Selected passage:
****************************************

Relating RNA expression to previous work

Genes reported to be differentially expressed in PD were taken from previously published blood RNA sequencing studies70,71,72,73, resulting in a total of 354 genes. GWAS loci associated with PD risk were obtained from the current largest GWAS meta-analysis10. Expression of the nearest genes to these loci was then compared with 70 detected in PPMI and 69 detected in ICICLE-PD. Genes that host established pathogenic parkinsonism variants were obtained from the Genomics England Parkinson Disease and Complex Parkinsonism panel v1.111 (accessed 10/22)145. Out of 35 genes, 30 were detected at sufficient expression levels in the PPMI and ICICLE-PD cohorts.

Classification of Parkinson’s disease status using RNA expression

The following features were used for classification: normalised counts (gene, BSJ and FSJ) counts after Variance Stabilising Transformation as implemented in DESeq2134. Circular to linear (BSJ:FSJ) ratios were extracted from CIRIquant131. We also explored the use of circRNA differential expression imbalance as a classification feature. The principle was to compare the expression value of each BSJ from a sample we want to classify with the average expression value in controls, subsequently assessing whether the directional deviation from the mean (i.e., over- or under-expression) was consistent with the direction observed in the training group (PPMI). Each BSJ was scored as 1 when the directions agreed or as 0 when the directions disagreed. BSJ scores were summed per sample and the ability of this sum to discriminate between cases and controls was assessed.

****************************************

Exercise prompt: Continue the methods passage on classifying Parkinson's disease status from RNA expression, picking up right after its final sentence. The material has no connection to the methods passage on Parkinson's disease RNA expression.

****************************************

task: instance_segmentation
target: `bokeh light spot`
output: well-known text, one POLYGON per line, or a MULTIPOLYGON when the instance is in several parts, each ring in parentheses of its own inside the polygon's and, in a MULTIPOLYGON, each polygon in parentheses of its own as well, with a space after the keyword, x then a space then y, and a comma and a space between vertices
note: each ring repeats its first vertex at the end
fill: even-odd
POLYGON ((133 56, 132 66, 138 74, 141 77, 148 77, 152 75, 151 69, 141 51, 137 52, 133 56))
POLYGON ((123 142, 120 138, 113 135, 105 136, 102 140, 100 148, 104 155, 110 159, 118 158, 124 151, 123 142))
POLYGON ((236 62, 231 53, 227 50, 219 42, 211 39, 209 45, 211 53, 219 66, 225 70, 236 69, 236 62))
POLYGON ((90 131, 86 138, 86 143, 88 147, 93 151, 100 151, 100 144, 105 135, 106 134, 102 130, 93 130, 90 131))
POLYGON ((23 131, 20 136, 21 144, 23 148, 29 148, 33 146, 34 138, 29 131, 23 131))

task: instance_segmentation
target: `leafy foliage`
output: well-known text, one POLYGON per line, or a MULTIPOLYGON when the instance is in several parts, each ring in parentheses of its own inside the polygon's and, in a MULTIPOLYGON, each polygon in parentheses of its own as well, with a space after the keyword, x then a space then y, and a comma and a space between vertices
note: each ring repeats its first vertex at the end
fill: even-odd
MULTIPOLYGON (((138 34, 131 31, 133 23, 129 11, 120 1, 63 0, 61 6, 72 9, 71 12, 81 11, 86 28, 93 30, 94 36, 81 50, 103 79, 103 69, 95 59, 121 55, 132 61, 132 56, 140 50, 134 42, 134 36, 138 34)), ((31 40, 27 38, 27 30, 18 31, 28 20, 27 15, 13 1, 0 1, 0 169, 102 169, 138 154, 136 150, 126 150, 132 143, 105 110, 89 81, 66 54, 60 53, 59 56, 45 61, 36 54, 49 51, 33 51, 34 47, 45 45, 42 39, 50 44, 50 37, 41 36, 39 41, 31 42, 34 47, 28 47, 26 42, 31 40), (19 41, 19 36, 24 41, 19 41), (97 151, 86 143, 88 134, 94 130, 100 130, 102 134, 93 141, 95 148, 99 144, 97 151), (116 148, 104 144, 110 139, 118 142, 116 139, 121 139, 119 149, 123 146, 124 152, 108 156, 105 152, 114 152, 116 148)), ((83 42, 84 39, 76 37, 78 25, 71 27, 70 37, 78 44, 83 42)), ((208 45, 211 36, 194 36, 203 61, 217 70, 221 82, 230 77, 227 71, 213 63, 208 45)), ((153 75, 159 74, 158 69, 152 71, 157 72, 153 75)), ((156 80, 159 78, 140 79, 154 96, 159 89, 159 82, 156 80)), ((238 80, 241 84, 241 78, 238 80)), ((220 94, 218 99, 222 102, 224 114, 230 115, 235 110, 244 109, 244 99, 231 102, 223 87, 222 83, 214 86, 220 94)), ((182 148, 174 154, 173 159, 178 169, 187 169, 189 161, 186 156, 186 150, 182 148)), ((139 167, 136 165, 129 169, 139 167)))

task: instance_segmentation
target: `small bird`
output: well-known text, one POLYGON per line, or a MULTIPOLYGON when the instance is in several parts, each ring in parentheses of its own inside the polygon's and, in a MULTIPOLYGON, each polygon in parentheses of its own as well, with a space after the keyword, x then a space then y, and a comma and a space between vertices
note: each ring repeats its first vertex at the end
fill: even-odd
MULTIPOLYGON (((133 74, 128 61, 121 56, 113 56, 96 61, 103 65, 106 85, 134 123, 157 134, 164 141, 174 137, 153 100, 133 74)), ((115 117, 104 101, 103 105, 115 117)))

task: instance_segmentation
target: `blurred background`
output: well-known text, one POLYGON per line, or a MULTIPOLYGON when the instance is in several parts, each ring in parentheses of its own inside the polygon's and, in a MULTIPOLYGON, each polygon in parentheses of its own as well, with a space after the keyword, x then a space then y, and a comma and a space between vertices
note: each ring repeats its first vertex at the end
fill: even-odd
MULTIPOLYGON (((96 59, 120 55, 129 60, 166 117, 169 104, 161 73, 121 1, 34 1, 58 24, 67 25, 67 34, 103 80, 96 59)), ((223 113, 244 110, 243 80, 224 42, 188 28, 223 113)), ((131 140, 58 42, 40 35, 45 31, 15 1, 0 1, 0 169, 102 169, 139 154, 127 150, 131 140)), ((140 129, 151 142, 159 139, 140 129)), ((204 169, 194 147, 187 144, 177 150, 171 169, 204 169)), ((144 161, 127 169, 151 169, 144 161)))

****************************************

Written response:
For gene predictors, we selected those that were nominally significantly differentially expressed (P-value < 0.05). For BSJ, FSJ, BSJ:FSJ ratio and BSJ imbalance models, we used all highly expressed junctions. We investigated the following sets of features: Expression levels by gene (Gene), BSJ counts (BSJ), circular to linear ratios (BSJ:FSJ ratio), circular RNA imbalance (BSJ imbalance), expression levels by gene and BSJ counts (Gene and BSJ). With the exception of the BSJ imbalance (see above), the ability of the selected sets of features to classify cases and controls was assessed using regularised logistic regression as implemented in glmnet v4.1.6146 and quantified using the area under the receiver operating characteristic curve (AUC). AUCs and their 95% confidence intervals (Delong’s method) were calculated using pROC v1.18.0147. Classifiers were derived from the PPMI cohort, using the nestcv.glmnet function from nestedcv v0.4.4148, and 10 fold cross-validation for both inner and outer cross-validation steps. Final model parameters were derived from a cross-validation fold fit on PPMI data. Model generalisability was assessed in the ICICLE-PD cohort.

Statistical analyses

All statistical analyses were carried out in R v4.2.1. Correlations were assessed by Spearman’s rank correlation (cor.test), reported in the text as Spearman’s rho (ρ). We use the term imbalance to describe whether there is an excess of loci (genes or junctions depending on the context) that are overexpressed in PD compared to controls. It describes the number of features showing log2 fold change >0.1 divided by the number of loci with log2 fold change >0.1 or <−0.1. Significance was assessed using a two-sided exact binomial test (binom.test). Group differences were assessed using a Wilcoxon rank-sum test (wilcox.test). Where appropriate, multiple testing correction was performed using Benjamini-Hochberg or Bonferroni corrections (p.adjust).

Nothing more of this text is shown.